Stored entries:
+++

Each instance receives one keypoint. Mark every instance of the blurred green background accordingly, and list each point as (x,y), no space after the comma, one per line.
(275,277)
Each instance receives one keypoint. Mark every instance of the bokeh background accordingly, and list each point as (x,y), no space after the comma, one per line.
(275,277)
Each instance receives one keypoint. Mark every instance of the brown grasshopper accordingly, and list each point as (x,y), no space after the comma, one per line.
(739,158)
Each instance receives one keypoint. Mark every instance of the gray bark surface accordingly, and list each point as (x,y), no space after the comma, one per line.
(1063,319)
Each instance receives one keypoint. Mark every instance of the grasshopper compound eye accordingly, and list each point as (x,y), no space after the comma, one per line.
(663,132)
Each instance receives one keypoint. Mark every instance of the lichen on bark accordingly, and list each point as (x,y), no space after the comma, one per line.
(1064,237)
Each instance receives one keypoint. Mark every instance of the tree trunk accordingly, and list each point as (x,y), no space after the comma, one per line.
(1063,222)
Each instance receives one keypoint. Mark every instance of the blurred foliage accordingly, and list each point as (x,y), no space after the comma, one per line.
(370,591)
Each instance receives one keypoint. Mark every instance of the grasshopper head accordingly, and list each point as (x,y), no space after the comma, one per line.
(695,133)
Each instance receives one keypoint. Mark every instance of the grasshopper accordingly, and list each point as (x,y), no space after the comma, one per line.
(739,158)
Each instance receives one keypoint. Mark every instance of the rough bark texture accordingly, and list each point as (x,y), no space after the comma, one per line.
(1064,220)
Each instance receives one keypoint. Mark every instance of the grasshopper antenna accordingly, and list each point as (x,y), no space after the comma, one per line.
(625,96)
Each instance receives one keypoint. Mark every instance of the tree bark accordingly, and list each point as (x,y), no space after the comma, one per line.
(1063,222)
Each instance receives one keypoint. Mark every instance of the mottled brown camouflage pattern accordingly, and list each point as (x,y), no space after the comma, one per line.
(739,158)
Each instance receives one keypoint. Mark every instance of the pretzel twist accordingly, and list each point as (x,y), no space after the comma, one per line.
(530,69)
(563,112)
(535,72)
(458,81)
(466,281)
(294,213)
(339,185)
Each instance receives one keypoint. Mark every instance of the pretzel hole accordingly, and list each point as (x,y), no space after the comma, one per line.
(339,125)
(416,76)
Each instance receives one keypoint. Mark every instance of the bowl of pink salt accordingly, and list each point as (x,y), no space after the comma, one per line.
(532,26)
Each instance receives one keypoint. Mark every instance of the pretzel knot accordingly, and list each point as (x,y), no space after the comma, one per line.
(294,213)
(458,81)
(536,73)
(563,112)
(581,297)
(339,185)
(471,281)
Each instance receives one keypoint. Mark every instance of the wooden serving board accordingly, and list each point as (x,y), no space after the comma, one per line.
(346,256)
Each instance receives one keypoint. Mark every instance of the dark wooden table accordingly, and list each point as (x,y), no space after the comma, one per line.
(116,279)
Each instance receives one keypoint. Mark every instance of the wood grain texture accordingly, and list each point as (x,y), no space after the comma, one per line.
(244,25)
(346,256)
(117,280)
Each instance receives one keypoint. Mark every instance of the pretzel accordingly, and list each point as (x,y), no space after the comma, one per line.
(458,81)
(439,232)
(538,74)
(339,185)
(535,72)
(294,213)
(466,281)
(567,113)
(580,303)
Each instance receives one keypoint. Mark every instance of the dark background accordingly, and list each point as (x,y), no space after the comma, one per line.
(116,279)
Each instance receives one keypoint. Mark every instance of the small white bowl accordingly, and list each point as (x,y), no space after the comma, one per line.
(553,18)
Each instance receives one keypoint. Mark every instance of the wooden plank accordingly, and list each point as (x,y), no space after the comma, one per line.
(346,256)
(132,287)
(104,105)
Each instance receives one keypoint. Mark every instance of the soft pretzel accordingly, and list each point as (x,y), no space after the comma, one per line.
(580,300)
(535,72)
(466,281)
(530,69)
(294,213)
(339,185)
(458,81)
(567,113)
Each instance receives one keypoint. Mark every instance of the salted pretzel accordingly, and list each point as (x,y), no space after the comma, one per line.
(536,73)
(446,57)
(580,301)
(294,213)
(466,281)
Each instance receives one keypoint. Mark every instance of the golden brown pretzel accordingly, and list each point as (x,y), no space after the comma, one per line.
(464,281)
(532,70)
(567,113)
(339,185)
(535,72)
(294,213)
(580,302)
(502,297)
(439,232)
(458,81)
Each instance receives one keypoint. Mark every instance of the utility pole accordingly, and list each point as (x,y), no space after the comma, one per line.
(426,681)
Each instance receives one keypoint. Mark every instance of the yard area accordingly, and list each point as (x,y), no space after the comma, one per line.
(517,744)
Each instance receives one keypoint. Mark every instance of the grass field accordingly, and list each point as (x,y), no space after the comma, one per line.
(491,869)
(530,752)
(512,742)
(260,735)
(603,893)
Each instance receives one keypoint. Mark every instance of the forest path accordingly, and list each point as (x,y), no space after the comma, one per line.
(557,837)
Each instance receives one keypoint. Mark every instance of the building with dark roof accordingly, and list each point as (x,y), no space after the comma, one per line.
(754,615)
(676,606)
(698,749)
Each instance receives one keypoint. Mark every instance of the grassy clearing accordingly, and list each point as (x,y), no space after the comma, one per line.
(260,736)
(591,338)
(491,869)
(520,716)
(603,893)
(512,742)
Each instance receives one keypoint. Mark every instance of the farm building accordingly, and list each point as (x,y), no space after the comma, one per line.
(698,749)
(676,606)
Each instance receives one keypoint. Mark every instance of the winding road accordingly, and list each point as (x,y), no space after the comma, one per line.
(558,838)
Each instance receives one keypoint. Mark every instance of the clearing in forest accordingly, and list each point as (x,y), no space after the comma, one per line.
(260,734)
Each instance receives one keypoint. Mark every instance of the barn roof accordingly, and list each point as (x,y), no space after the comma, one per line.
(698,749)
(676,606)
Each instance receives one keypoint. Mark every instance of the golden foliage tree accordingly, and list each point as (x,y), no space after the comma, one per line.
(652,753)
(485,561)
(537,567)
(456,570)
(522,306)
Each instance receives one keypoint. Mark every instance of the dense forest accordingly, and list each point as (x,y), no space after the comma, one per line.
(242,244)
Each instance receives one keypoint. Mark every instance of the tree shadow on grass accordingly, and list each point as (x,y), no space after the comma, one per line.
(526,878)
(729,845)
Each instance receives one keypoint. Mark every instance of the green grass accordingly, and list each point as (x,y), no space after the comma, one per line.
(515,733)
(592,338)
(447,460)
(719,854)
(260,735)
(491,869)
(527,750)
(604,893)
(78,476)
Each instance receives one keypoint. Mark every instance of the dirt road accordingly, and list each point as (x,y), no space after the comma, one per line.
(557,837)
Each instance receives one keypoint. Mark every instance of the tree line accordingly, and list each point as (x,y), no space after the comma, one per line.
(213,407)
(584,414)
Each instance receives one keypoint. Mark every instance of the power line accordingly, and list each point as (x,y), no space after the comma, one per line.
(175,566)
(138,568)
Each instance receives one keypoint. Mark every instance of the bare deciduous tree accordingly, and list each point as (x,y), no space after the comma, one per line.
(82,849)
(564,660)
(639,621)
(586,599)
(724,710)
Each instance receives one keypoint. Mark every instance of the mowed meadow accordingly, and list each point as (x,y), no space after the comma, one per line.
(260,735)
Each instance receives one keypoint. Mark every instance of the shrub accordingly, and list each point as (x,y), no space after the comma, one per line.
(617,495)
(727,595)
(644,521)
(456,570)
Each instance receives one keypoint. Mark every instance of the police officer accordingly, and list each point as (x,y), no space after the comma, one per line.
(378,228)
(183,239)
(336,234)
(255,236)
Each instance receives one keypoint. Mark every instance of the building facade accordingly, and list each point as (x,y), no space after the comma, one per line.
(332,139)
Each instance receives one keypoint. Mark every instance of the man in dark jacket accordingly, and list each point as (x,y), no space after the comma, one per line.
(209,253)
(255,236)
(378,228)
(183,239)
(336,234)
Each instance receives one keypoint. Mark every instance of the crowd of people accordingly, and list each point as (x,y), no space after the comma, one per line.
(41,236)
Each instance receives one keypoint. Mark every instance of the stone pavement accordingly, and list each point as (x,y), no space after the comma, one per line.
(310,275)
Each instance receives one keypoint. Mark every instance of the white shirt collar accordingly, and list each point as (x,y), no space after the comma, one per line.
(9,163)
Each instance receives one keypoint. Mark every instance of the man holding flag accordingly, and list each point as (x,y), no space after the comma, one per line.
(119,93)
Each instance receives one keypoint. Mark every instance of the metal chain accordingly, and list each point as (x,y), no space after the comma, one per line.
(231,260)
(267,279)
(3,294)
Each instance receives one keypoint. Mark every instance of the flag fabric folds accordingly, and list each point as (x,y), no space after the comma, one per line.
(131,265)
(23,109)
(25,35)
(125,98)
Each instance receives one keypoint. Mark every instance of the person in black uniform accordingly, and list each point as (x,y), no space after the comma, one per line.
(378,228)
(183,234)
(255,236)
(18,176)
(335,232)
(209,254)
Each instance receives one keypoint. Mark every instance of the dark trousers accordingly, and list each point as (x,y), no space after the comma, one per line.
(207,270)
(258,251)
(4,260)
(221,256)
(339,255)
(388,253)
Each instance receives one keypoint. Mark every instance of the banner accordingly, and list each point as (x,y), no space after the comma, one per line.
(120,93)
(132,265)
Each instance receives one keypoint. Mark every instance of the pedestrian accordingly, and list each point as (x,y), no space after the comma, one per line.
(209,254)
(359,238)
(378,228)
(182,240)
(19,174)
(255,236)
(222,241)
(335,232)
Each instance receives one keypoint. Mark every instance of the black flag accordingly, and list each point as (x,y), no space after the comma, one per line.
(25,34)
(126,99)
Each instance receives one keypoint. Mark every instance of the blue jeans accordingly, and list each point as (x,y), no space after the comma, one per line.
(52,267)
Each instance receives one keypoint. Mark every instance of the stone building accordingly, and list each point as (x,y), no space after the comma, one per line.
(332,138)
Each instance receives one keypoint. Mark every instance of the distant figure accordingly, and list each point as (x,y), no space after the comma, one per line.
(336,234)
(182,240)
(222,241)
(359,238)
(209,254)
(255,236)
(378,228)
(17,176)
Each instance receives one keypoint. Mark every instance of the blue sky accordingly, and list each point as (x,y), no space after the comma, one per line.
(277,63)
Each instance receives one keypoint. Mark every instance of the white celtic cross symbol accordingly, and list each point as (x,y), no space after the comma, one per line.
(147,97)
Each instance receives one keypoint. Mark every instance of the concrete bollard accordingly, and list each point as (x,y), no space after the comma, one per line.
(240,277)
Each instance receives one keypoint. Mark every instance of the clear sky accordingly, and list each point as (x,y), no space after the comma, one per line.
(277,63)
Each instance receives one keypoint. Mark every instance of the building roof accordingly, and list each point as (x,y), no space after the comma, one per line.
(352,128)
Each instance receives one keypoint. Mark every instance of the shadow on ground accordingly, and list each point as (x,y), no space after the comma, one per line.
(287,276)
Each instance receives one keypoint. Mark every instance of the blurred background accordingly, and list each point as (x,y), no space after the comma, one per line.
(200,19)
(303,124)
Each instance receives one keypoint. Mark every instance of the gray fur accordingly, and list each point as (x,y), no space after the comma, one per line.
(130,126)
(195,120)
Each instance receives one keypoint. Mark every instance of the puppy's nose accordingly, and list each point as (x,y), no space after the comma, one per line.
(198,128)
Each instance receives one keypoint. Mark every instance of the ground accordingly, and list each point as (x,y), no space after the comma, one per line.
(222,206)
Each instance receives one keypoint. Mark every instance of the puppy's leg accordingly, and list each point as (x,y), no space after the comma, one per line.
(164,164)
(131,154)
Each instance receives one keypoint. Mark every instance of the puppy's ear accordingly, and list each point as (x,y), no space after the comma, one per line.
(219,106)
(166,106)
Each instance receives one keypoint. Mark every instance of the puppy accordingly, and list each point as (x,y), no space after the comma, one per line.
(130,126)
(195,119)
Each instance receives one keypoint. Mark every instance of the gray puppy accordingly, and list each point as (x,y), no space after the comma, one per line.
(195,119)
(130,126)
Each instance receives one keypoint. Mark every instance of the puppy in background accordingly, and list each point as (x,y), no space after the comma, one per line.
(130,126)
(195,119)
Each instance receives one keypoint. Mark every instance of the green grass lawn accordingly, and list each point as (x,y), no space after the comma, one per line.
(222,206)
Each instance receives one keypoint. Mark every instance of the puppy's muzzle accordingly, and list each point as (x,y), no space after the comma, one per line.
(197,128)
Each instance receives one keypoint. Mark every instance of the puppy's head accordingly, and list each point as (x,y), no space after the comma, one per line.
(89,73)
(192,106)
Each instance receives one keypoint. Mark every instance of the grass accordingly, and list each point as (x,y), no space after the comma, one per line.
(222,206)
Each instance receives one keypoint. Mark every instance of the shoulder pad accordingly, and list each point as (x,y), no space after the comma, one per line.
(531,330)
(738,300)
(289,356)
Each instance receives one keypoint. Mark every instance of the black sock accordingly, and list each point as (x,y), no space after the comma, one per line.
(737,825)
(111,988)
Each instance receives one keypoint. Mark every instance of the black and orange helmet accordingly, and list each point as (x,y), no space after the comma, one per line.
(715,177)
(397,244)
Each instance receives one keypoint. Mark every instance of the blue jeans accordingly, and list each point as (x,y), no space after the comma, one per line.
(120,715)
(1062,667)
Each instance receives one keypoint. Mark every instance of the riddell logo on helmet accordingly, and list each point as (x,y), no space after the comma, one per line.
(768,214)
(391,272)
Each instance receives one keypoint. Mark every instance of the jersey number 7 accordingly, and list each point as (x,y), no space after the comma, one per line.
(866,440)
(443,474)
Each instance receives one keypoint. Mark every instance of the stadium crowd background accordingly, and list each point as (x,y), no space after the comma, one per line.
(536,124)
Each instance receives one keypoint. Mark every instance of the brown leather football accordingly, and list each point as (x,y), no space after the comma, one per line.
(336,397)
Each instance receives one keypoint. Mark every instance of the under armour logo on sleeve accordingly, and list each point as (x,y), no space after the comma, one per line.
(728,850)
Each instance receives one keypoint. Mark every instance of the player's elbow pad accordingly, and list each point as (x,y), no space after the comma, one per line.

+++

AIM:
Can you quote exactly the lines from the one containing "of the jersey" through the last line of the records above, and nothing else?

ANSWER TO THIS EXERCISE:
Each instance receives one keypoint. Mark every instance of the jersey number 7 accordingly, and list each point as (x,y), no space after the comma, one per line.
(866,440)
(443,474)
Each instance receives one keypoint. Mark every instance of the stadium crowd background accordingly, and list each point as (x,y), no space after the comma, one per line.
(536,124)
Each instance receives one keypoint. Mark every instance of the brown leather football accordingly, and list each point as (x,y), no space after the comma, one per line.
(336,397)
Each instance receives one keypoint. Mark every instance of the under armour logo on sleeve accordingly, and list each point as (x,y), no space after the comma, one per line.
(728,850)
Each instance receives one keypoint. Mark every instance of the player's elbow pad accordingly, and list each point as (x,y), no space after the comma, one per line.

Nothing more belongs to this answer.